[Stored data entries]
- - - - -
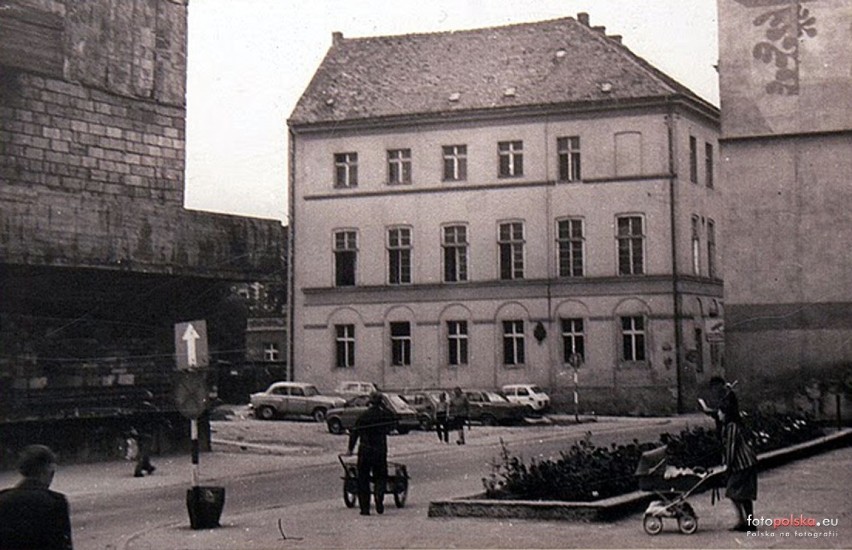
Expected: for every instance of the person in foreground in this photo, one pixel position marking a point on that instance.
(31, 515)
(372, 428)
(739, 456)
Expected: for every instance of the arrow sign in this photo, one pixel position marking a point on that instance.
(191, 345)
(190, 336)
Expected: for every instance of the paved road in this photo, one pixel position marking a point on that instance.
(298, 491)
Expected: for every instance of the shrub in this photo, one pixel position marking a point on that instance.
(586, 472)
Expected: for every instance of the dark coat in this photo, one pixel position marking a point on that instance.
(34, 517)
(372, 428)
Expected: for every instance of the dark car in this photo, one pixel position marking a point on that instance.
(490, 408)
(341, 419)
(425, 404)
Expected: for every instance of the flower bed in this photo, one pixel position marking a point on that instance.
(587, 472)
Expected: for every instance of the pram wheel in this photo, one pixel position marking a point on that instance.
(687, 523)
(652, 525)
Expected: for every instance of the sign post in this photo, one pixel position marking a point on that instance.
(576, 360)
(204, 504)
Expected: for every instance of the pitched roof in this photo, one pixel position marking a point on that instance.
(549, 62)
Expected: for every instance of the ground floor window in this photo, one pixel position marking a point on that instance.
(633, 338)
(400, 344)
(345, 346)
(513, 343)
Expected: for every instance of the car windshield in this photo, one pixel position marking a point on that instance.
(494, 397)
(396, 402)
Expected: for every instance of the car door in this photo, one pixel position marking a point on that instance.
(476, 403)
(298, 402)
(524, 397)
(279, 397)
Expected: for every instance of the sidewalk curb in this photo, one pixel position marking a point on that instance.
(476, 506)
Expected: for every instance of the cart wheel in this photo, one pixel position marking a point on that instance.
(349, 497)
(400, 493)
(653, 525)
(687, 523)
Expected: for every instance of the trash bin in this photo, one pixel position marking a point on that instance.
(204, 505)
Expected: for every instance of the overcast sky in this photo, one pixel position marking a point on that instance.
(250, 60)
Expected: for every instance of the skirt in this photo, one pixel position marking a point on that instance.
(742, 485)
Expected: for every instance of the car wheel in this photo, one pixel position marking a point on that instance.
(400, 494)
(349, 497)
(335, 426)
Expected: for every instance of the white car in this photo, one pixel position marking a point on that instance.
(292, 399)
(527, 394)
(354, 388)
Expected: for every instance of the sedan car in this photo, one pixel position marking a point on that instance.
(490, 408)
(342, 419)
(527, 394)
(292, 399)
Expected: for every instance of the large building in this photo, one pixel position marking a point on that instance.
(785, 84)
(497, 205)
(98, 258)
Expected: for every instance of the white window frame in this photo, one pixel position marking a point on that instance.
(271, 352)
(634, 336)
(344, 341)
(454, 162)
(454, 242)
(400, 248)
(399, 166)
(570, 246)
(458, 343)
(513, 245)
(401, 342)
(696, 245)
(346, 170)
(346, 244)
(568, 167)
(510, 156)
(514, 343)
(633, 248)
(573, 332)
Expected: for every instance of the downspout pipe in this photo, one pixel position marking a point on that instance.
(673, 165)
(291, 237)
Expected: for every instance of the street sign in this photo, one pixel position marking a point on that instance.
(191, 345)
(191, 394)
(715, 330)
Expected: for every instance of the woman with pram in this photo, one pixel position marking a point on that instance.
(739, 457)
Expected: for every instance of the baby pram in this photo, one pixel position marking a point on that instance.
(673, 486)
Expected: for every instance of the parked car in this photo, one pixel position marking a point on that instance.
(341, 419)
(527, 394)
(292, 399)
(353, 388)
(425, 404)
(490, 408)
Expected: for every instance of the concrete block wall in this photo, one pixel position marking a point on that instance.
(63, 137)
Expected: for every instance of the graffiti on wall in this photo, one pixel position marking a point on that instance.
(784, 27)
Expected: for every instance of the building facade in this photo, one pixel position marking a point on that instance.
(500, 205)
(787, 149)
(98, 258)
- - - - -
- [EXERCISE OBJECTIVE] Repeat all the records above exactly, leaving out any pictures.

- [ANSWER TO THE EXERCISE]
Expected: for every instance of the person in foreground in this photo, one pixel position marking a point on that instance.
(31, 515)
(372, 428)
(739, 456)
Expected: for every instance of the arrow sign in this photo, one pixel position marking a point on that instance.
(191, 345)
(190, 336)
Expected: for every instance of the paved road in this photo, one pixel position marking a point on that instance.
(298, 491)
Expected: for every instance of the shrub in this photo, one pixel position marking a point on that instance.
(586, 472)
Expected: for every instance of the dark coat in this photo, one pixel position marking a point on that instance.
(34, 517)
(372, 428)
Expected: for every instance of the dark car in this photo, one pixel position marking a point on that instance.
(490, 408)
(341, 419)
(425, 404)
Expected: for every instance of the flower bed in this photo, one pixel position marking a point on that instance.
(587, 472)
Expected: for every instance of the pram wheel in this photo, one pixel position marking a point on that instance.
(687, 523)
(652, 525)
Expected: for every instance of the sign post in this photo, one pixel position marking a point on that instance.
(576, 360)
(204, 504)
Expected: for every instance of the pitched roof in this photo, one pixel position marking a point on that instance.
(549, 62)
Expected: for every instance of the ground floor window in this photo, one pixel position marking a point on that instance.
(633, 338)
(400, 344)
(345, 346)
(513, 343)
Expected: for every instance of the car windshield in this photo, one pixel position marking a point on that instance.
(494, 397)
(396, 402)
Expected: for every instance of the car door in this photo, one pixel position marking a point on that instance.
(476, 403)
(298, 402)
(524, 397)
(279, 397)
Expected: for every instance of the sidewalk curb in this photo, one pixel position marking a point on that instance.
(476, 506)
Expected: for every instance of the cart wheel in this photo, one pixel position marking a point on that instance.
(349, 497)
(400, 493)
(653, 525)
(687, 523)
Expected: for every instance of the trash bin in this photo, one pixel position marking a point on that instance.
(204, 505)
Expected: for every instance of the overcast sky in this photo, one pixel position marking a point on that instance.
(250, 60)
Expected: for every instance of the skirt in this photo, one pixel position marking a point on that instance.
(742, 485)
Expected: for every instance of the car wheel in this photo, one pixel position marking a point on that instance.
(400, 494)
(349, 497)
(335, 426)
Expected: for every instance of the white car in this photo, one pixel position marking a point on that instance.
(292, 399)
(527, 394)
(354, 388)
Expected: for every instance of the sedan car in this photo, one pixel position marking a point on that instance.
(490, 408)
(342, 419)
(527, 394)
(292, 399)
Expected: for every instance of the large building in this photo, one pixel position marking a point on that instance.
(785, 84)
(497, 205)
(98, 258)
Expected: for every instance of the white window frame in this photo, one pixel position marking a point on that instance.
(271, 352)
(634, 336)
(344, 341)
(454, 162)
(454, 242)
(400, 248)
(399, 166)
(570, 246)
(458, 343)
(513, 245)
(401, 342)
(696, 245)
(346, 170)
(346, 244)
(568, 167)
(510, 156)
(514, 343)
(633, 248)
(573, 332)
Expected: for every instance of the downspout pipe in this photo, one pixel position marking a point on that instance.
(673, 165)
(291, 237)
Expected: for every instance of the street sign in this photo, one pixel position marking a point on that instance.
(191, 345)
(191, 394)
(715, 330)
Expected: for every instance of the woman with pram in this photo, one pixel position marking a point on that instance.
(739, 457)
Expected: for every instance of the baby pram in this photo, one pixel position marking a point on that instance.
(673, 486)
Expected: for every instance of the parked car in this photo, one pixel position marking a point on that instance.
(341, 419)
(527, 394)
(292, 399)
(353, 388)
(425, 404)
(490, 408)
Expected: for every instance of the concrete block wall in this photo, one pixel position marking a point on that instance.
(63, 137)
Expected: for every instance of the graffiti on wall in this photo, one pixel position marking a point on that instance.
(784, 27)
Expected: for every instance of the building facade in this photo, one pixel position marking a point on that instance.
(500, 205)
(787, 149)
(98, 258)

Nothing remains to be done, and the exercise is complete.